* START Document extract *

A Memorandum of Agreement signed by Mr Jones was enclosed.  It read,

‘TO Mrs Kathleen Rose Jones
Re: 88 Farm Road, Morden

In consideration of your conveying your one-half interest in the above freehold property to me, I agree and undertake to ensure that this one half beneficial interest devolves to our daughter Susan Ann and that, in the event of my selling the property at any future time, then I undertake to pay to her one half of the net proceeds of sale, after taking into account the outstanding mortgage of ?3,000.”

Although the judge does not set out the letter from the solicitor in full, it would appear that the solicitor had put forward the Memorandum of Agreement as a document which reflected the terms of the parties’ agreement.  There can be no other basis on which the solicitor could have done so.  It appears that Mrs Davis transferred her interest in the property to Mr Jones on 25 March 1971.  There was no consideration stated in the transfer, and therefore the only consideration for the transfer by her of her interest in the property was the promise given to her in the document signed by Mr Jones.  I will refer to that document referred to by the judge as a Memorandum of Agreement as “the writing”, as that was the way it was referred to in some of the submissions to us.  I will refer to the letter from Stone and Stone dated 23 February 1971 as “the solicitor’s letter”.

4. In 1972 Mr Jones remarried.  In 1980 Mrs Davis also remarried.  In 1991, Mr Jones transferred the property, together with his own interest in 88 Farm Road, into the joint names of himself and his new wife, Mrs Kathryn Anne Jones “in consideration of natural love and affection.”  There was no tenancy in common restriction entered upon the register.  It is common ground that 88 Farm Road was held by Mr Jones and Mrs Kathryn Anne Jones as beneficial joint tenants, but joint tenancy was not severed before Mr Jones died in 1994.  In January 1994 Mr Jones died intestate, and it is said that Mrs Kathryn Anne Jones acquired the whole beneficial interest in the property by survivorship.  We are told that the house is now worth in excess of £250,000.

5. The judge gave a careful judgment, and it is not necessary for me to read it, other than certain extracts.  At paragraph 29 he held that Mrs Staden’s interest was only to be in the proceeds of sale in the event of Mr Jones’ death.  The judge added:

“She [that is, Mrs Staden] was not intended to have the rights of a tenant in common to occupy the property, or to call for an account of any rents or to call for the sale of the property.  The timing of events precluded the documents of February 1971 being a binding declaration of trust.  The agreement remained executory and, in the event, unexecuted.”

* END Document extract *
* START Data records *

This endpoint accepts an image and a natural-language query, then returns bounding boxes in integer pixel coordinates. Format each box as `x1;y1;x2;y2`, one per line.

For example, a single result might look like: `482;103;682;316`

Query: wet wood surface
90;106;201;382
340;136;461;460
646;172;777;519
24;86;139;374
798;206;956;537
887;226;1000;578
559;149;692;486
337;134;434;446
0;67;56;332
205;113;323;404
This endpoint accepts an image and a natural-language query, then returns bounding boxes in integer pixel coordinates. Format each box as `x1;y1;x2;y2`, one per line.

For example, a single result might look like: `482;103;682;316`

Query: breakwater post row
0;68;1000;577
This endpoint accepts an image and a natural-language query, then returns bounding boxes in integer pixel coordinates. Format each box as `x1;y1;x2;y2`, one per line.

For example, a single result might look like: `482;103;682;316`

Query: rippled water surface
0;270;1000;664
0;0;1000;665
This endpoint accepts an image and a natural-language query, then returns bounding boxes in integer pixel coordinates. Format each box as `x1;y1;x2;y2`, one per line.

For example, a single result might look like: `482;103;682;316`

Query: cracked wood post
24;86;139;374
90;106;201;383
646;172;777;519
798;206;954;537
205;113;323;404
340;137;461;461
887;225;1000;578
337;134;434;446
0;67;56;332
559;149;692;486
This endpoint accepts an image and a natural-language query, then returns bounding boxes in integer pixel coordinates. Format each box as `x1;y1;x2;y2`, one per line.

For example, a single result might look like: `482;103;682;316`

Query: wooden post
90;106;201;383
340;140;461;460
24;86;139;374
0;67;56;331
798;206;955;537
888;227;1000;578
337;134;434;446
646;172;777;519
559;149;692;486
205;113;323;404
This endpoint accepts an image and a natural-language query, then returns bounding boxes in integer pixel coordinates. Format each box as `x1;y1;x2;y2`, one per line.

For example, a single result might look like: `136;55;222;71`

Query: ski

* END Data records *

» **Required actions**:
a – In the judgment extract, rewrite the passage starting with "4. In 1972 Mr" and going on through "excess of £250,000.", replacing "Mrs Kathryn Anne Jones" with "the second Mrs Jones".
b – According to the judgment extract, on what date did Mrs Davis transfer her interest in the property to Mr Jones?
c – Which years are mentioned in the paragraph of the judgment extract numbered 4? Give each year once.

» **Outputs by task**:
a –
4. In 1972 Mr Jones remarried.  In 1980 Mrs Davis also remarried.  In 1991, Mr Jones transferred the property, together with his own interest in 88 Farm Road, into the joint names of himself and his new wife, the second Mrs Jones “in consideration of natural love and affection.”  There was no tenancy in common restriction entered upon the register.  It is common ground that 88 Farm Road was held by Mr Jones and the second Mrs Jones as beneficial joint tenants, but joint tenancy was not severed before Mr Jones died in 1994.  In January 1994 Mr Jones died intestate, and it is said that the second Mrs Jones acquired the whole beneficial interest in the property by survivorship.  We are told that the house is now worth in excess of £250,000.

b – 25 March 1971

c – 1972, 1980, 1991, 1994